Texto apresentado ▸
★ ★ ★

A profundidade narrativa que depositou nas suas obras, para além da recriação do idioma português que levou a cabo, entre neologismos e empréstimos dos dialetos locais, tornaram-se premissas identitárias do seu eu literário. Um dos principais exemplos dessa toada é “Terra Sonâmbula”, livro de 1992, que se vai desenrolando numa espécie de mise en abysme (narrativa em abismo, popularizada pelo francês André Gide), sendo protagonizado pelos resquícios deixados pelo colonialismo. Estes acabam por ser o mote, e a desproporção de uma guerra civil, que mina a harmonia e a estabilidade de todo o país moçambicano. Este trabalho seria premiado e conotado como uma das obras referenciais do continente e da literatura lusófona, assim como com o devido reconhecimento por parte das instâncias moçambicanas.

O seu compromisso com a escrita tem raízes nas próprias origens do mundo, procurando alimentar a união íntima da alma com a dimensão térrea e natural, e desmistificando-a com, precisamente, os vocábulos que vai criando. Essa recriação semântica faz parte da sua vinculação ao seu país, sem nunca descartar as influências de todas as diferentes regiões que constituem este último. Os cenários fantásticos e inovados explanam o sonho e a interligação deste com muitos outros, construindo as realidades pretendidas pelo autor num universo de histórias pluridimensionais. É nestes parâmetros que é influenciado pelo realismo mágico, e é comparado a nomes, como o colombiano Gabriel Garcia-Márquez, e como o brasileiro João Guimarães Rosa, estando associado a este também pelo seu rasgo inovador na semântica de língua portuguesa.

★ ★ ★

Dados guardados ▸
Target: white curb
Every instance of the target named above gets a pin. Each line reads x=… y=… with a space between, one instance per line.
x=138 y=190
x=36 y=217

★ ★ ★

Pedido feito ▸
Repete por inteiro o texto sobre a escrita do autor de “Terra Sonâmbula”, sem alterar uma única palavra ou vírgula.

Resposta abaixo ▸
A profundidade narrativa que depositou nas suas obras, para além da recriação do idioma português que levou a cabo, entre neologismos e empréstimos dos dialetos locais, tornaram-se premissas identitárias do seu eu literário. Um dos principais exemplos dessa toada é “Terra Sonâmbula”, livro de 1992, que se vai desenrolando numa espécie de mise en abysme (narrativa em abismo, popularizada pelo francês André Gide), sendo protagonizado pelos resquícios deixados pelo colonialismo. Estes acabam por ser o mote, e a desproporção de uma guerra civil, que mina a harmonia e a estabilidade de todo o país moçambicano. Este trabalho seria premiado e conotado como uma das obras referenciais do continente e da literatura lusófona, assim como com o devido reconhecimento por parte das instâncias moçambicanas.

O seu compromisso com a escrita tem raízes nas próprias origens do mundo, procurando alimentar a união íntima da alma com a dimensão térrea e natural, e desmistificando-a com, precisamente, os vocábulos que vai criando. Essa recriação semântica faz parte da sua vinculação ao seu país, sem nunca descartar as influências de todas as diferentes regiões que constituem este último. Os cenários fantásticos e inovados explanam o sonho e a interligação deste com muitos outros, construindo as realidades pretendidas pelo autor num universo de histórias pluridimensionais. É nestes parâmetros que é influenciado pelo realismo mágico, e é comparado a nomes, como o colombiano Gabriel Garcia-Márquez, e como o brasileiro João Guimarães Rosa, estando associado a este também pelo seu rasgo inovador na semântica de língua portuguesa.